• WORK TO DO:
1) In the article on Kohona and the ICC, reproduce the passage starting at "[TamilNet, Wednesday, 08" and ending at "governing Rome Statute of the ICC.", renaming "Rome Statute" to "Statute of Rome" wherever it occurs.
2) List every distinct form of the ICC prosecutor's name that appears in the article on Kohona and the ICC.

• DOCUMENT EXTRACT:
Dual citizen Kohona falls under ICC jurisdiction on War Crimes

[TamilNet, Wednesday, 08 December 2010, 05:34 GMT]
Moreno OCampo, the Prosecutor for the International Criminal Court (ICC), during a press briefing for the 9th session of Assemblyof Parties for the Rome Statute said, "if there becomes clarity that nationals of state parties committed crimes, that could be an option [for ICC action]." Clearly, in O'Campo's view Sri Lanka's Dr Palitha Kohona, a Sri Lanka citizen holding dual nationality in Australia, might fall within the jurisdiction of the ICC, as Australia is a party to the governing Rome Statute of the ICC.

ICC: Prosecutor Moreno O'Campo
21:14 min
With International Criminal Court prosecutor Luis Moreno Ocampo at the UN on Tuesday, Inner City Press asked him about the killings in Sri Lanka and if and when the ICC could take action.

"Ocampo began with the obvious, that Sri Lanka is not a state party to the Rome Statute of the ICC. But as Inner City Press pointed out in its question, several of those suspected of war crimes in Sri Lanka have dual citizenship, some with countries that ARE members of the ICC," Inner City Press reported.

• GIVEN INFORMATION:
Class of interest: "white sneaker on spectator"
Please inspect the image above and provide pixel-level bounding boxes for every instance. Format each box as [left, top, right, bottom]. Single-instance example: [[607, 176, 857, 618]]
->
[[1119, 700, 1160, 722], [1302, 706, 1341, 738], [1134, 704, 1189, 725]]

• RESPONSES PER TASK:
1)
[TamilNet, Wednesday, 08 December 2010, 05:34 GMT]
Moreno OCampo, the Prosecutor for the International Criminal Court (ICC), during a press briefing for the 9th session of Assemblyof Parties for the Statute of Rome said, "if there becomes clarity that nationals of state parties committed crimes, that could be an option [for ICC action]." Clearly, in O'Campo's view Sri Lanka's Dr Palitha Kohona, a Sri Lanka citizen holding dual nationality in Australia, might fall within the jurisdiction of the ICC, as Australia is a party to the governing Statute of Rome of the ICC.

2)
Moreno OCampo
O'Campo
Moreno O'Campo
Luis Moreno Ocampo
Ocampo